=== Begin Enclosure ===

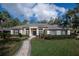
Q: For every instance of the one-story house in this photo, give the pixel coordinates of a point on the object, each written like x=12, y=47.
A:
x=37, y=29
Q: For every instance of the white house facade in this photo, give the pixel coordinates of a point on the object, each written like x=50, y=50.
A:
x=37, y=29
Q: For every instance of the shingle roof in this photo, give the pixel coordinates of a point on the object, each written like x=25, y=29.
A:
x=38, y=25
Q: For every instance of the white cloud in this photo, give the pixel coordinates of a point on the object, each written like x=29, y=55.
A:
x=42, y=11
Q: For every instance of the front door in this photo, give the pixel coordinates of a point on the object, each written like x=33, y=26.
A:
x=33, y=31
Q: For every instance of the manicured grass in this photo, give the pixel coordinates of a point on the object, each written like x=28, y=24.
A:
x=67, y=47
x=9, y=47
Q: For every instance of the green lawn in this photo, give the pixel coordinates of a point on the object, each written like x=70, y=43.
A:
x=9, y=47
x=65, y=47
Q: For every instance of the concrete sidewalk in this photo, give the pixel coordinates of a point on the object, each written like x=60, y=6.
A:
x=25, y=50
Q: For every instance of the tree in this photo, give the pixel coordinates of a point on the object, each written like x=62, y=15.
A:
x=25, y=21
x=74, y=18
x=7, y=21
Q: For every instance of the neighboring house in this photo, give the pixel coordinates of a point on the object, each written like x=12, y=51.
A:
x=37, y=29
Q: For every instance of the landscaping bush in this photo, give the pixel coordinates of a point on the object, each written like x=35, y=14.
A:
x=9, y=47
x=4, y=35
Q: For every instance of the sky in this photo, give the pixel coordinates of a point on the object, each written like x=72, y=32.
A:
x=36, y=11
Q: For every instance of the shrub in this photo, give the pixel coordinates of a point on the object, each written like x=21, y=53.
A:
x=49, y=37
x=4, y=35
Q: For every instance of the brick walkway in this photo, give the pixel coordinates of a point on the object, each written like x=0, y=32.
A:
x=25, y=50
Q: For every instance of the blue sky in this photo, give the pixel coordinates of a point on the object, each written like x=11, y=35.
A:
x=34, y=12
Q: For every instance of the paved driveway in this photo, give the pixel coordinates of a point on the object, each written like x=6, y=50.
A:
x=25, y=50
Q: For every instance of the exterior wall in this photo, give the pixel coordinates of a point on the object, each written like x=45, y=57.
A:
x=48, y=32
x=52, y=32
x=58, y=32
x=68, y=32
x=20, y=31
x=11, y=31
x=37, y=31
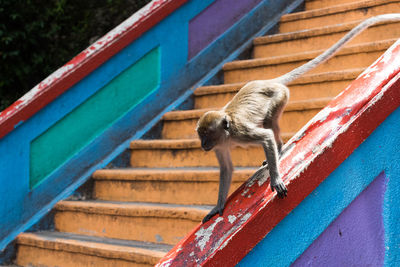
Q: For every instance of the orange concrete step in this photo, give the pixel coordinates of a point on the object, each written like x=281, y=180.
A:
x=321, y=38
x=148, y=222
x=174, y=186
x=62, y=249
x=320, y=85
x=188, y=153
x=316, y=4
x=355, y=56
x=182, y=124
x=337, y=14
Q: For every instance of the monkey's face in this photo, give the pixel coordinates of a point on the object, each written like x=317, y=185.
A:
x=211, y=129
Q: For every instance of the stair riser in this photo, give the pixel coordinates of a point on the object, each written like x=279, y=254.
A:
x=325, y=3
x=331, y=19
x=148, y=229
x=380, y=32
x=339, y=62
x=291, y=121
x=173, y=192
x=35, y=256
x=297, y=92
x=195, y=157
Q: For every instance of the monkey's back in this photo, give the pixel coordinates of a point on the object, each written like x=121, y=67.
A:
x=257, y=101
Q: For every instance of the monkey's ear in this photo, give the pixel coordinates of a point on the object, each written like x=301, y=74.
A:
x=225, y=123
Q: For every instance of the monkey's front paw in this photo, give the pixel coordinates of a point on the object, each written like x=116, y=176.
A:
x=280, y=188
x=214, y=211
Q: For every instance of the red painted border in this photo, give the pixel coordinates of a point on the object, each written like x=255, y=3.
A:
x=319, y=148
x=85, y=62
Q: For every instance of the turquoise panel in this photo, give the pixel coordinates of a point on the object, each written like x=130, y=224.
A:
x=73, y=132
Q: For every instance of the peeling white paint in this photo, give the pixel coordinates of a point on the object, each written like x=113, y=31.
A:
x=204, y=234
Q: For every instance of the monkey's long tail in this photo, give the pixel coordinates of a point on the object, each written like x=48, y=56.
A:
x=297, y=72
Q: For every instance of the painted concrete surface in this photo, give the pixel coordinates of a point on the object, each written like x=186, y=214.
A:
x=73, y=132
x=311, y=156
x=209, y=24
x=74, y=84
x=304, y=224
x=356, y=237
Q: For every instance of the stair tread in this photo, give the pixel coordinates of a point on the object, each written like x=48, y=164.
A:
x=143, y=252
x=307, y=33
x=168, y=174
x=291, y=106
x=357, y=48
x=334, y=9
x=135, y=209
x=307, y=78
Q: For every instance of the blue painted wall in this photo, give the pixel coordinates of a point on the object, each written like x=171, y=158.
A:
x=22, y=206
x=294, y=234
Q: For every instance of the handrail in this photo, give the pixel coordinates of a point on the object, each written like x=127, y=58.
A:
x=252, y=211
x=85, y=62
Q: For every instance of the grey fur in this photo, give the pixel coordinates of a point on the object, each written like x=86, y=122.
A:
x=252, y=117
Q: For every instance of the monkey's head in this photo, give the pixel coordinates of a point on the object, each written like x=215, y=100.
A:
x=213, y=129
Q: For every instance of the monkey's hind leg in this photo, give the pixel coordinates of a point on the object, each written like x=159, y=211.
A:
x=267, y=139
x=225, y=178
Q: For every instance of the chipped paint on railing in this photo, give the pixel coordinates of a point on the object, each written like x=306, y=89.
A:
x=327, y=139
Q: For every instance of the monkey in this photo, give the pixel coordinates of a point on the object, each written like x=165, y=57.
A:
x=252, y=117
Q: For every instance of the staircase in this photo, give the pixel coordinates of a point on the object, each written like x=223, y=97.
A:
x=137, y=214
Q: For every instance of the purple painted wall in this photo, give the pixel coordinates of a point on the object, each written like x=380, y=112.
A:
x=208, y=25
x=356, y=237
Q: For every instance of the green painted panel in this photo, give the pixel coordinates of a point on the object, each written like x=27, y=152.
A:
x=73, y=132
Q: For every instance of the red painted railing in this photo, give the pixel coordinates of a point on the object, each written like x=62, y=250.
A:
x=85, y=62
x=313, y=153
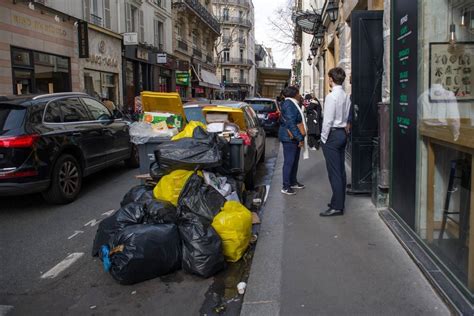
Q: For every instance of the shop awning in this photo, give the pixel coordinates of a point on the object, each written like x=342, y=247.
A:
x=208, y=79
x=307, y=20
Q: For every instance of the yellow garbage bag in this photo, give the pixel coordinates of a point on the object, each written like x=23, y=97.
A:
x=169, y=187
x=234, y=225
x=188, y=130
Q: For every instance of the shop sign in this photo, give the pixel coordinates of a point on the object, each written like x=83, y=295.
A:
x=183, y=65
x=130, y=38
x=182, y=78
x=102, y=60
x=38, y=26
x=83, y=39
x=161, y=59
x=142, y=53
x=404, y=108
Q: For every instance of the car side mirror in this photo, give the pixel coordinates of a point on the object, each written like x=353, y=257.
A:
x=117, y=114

=== End Enclosure ===
=== Begin Enclosure ===

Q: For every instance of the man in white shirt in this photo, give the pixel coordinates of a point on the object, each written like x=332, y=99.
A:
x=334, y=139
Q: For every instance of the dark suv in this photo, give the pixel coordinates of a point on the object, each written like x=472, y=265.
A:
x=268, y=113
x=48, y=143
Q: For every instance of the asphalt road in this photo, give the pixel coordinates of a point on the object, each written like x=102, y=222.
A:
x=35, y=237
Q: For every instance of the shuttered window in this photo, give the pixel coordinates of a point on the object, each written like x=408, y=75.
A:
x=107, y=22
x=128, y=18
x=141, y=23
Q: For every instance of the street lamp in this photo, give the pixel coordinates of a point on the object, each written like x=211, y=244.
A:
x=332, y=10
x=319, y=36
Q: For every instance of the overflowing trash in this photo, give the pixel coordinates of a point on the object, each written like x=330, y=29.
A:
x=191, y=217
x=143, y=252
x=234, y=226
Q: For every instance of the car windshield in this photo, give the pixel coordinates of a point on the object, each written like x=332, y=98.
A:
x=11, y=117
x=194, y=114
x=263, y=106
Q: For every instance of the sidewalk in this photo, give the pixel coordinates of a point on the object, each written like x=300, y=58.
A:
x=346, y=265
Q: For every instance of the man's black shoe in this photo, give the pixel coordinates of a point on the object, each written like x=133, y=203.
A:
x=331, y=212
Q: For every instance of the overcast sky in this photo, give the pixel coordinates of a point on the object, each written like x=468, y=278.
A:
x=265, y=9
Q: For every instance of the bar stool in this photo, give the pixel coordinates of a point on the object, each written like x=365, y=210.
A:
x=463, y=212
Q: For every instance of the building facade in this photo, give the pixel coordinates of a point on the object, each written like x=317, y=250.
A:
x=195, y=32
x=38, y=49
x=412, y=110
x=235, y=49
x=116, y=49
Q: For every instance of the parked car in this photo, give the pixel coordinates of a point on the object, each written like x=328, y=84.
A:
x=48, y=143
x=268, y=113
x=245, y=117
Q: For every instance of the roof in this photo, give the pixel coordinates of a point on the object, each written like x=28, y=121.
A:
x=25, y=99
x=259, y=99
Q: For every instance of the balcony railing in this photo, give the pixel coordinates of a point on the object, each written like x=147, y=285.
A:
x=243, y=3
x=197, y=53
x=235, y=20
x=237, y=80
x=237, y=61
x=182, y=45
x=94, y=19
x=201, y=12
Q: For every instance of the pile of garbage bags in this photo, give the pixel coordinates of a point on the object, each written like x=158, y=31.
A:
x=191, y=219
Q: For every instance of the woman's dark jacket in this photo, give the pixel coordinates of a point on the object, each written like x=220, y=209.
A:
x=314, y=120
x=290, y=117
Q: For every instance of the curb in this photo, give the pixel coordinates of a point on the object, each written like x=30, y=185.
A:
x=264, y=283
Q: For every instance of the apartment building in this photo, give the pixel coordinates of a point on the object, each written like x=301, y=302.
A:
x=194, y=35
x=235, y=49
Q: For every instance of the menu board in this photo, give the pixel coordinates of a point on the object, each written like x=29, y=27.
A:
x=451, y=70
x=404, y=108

=== End Enclosure ===

*WORK ORDER*:
Retype the records above, but only those lines that fall between the line containing "Q: For every instance of the shingle" and the line containing "Q: For every instance of the manicured", with both of those lines included, exactly as written.

*RESPONSE BOX*:
Q: For every instance of the shingle roof in this photo, give the pixel coordinates of a point on the object, each written like x=25, y=29.
A:
x=38, y=25
Q: For every instance of the white cloud in this photo, give the pixel coordinates of a point on the object, each written like x=29, y=55.
A:
x=42, y=11
Q: For every instance of the front door in this photo, give the pixel coordinates of a point on the object, each written like x=33, y=26.
A:
x=33, y=31
Q: For every instance of the manicured grass in this photo, give the pixel coordinates of a point on the object, each written like x=28, y=24.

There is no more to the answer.